__Listed entries__:
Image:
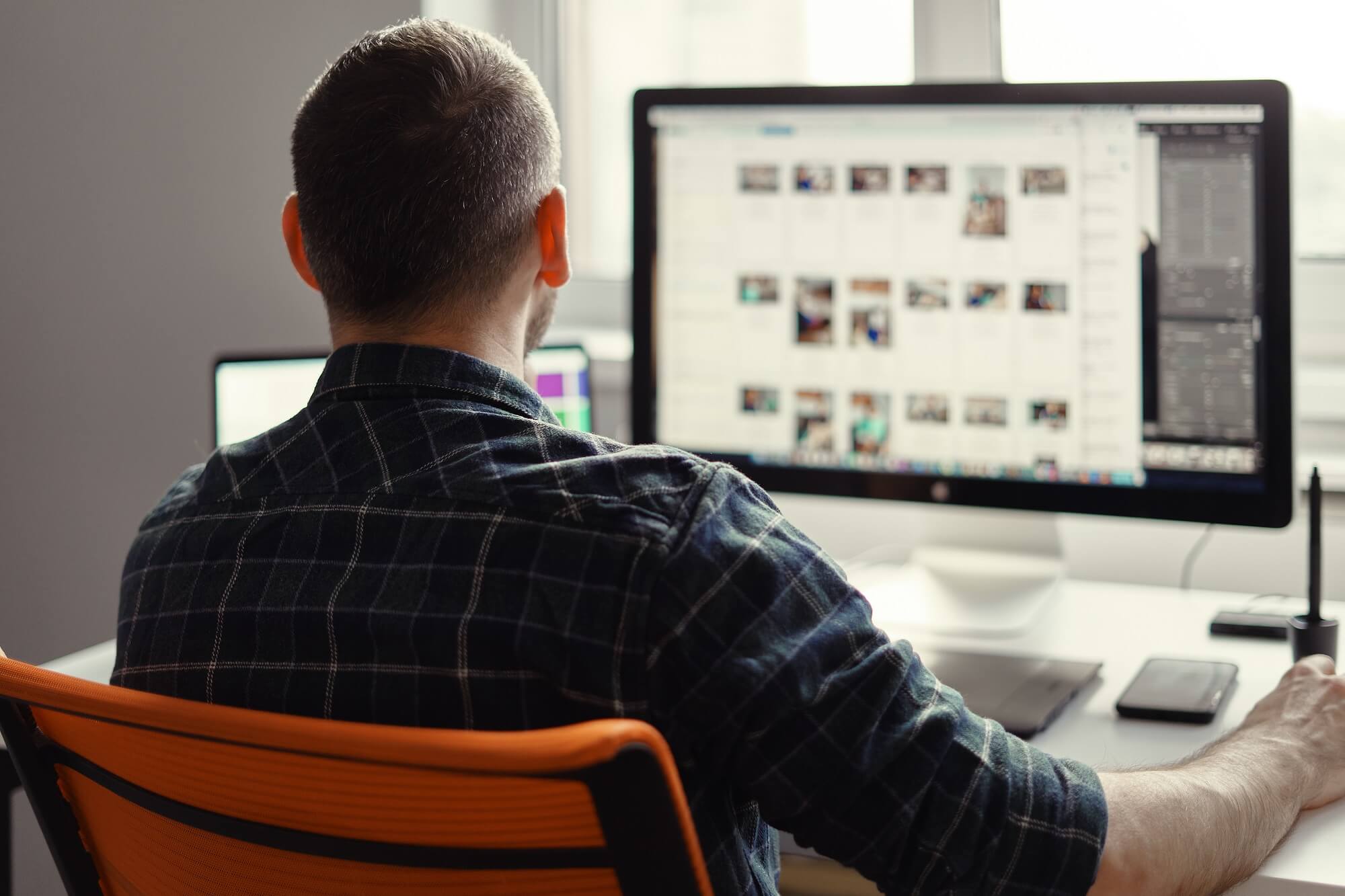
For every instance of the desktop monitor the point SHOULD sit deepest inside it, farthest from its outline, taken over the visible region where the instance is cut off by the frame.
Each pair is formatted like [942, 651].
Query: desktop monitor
[1061, 298]
[255, 393]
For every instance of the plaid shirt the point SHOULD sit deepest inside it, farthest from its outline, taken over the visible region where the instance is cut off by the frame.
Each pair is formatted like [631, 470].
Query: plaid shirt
[424, 545]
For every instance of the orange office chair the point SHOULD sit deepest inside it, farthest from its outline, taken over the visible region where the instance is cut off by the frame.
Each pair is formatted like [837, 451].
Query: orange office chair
[157, 795]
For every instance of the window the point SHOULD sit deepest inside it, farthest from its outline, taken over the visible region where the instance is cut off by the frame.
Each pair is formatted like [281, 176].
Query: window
[613, 48]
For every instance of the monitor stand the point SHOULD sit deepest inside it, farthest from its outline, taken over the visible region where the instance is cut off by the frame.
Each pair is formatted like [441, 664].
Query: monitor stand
[980, 573]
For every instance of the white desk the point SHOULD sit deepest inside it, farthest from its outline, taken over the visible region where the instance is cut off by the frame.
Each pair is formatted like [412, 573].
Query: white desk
[1125, 624]
[1120, 626]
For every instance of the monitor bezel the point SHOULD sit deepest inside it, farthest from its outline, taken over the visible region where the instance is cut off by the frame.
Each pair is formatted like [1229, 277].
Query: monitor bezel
[1273, 506]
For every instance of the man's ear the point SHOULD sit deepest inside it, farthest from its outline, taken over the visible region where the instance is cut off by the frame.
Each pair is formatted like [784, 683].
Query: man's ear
[295, 240]
[552, 239]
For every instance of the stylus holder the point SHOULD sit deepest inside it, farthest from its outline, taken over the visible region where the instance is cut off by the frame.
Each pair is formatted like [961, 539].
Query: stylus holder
[1312, 638]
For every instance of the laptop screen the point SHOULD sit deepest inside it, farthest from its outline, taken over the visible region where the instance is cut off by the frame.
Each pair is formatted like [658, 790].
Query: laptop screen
[255, 395]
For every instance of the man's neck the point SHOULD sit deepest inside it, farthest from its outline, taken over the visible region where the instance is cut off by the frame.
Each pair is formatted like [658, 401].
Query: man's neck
[501, 348]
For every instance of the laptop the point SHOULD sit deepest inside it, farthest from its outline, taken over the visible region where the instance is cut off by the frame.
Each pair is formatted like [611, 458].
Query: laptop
[1022, 693]
[254, 393]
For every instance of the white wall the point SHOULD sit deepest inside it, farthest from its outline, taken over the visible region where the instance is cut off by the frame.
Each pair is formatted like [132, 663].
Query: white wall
[143, 166]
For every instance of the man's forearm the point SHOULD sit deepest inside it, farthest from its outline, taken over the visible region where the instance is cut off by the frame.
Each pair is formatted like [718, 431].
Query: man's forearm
[1202, 826]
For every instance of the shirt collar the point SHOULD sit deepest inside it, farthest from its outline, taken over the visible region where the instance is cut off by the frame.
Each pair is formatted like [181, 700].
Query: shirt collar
[389, 369]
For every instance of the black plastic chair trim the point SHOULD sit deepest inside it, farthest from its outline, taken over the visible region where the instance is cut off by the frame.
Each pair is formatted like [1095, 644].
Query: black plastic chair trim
[56, 818]
[330, 845]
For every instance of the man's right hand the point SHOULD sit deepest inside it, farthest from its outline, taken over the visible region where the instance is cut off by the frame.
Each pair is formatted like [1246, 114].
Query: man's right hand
[1210, 822]
[1307, 715]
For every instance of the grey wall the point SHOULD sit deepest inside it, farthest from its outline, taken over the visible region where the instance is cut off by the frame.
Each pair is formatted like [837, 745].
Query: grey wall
[143, 165]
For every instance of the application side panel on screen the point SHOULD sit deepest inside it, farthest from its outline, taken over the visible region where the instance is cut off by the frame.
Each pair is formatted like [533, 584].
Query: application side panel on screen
[879, 288]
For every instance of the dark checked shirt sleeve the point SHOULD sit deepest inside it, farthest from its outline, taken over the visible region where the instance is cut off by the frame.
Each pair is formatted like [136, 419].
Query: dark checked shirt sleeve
[767, 673]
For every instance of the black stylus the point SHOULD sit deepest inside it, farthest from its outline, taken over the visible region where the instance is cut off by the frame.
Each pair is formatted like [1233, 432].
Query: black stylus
[1315, 548]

__Goal of the exercise__:
Set down precisely the lines above between the line holding "Each pair is formatted like [837, 451]." and the line holding "For every instance of the monitor stand", inclusive, and nothing beyond them.

__Output of the exercise__:
Each pair is formatted like [837, 451].
Query: orange office chair
[157, 795]
For every instance of the window the point SHOULD sit deepest inside it, farthest from its outline, taken over the visible region where the instance is cut off by the frame.
Each pair is formatted like [281, 176].
Query: window
[613, 48]
For every instance of the monitor stand the point SHOULD sit deepest inside it, farthest from its outline, taken over the visible region where the instance is cut off by the frame.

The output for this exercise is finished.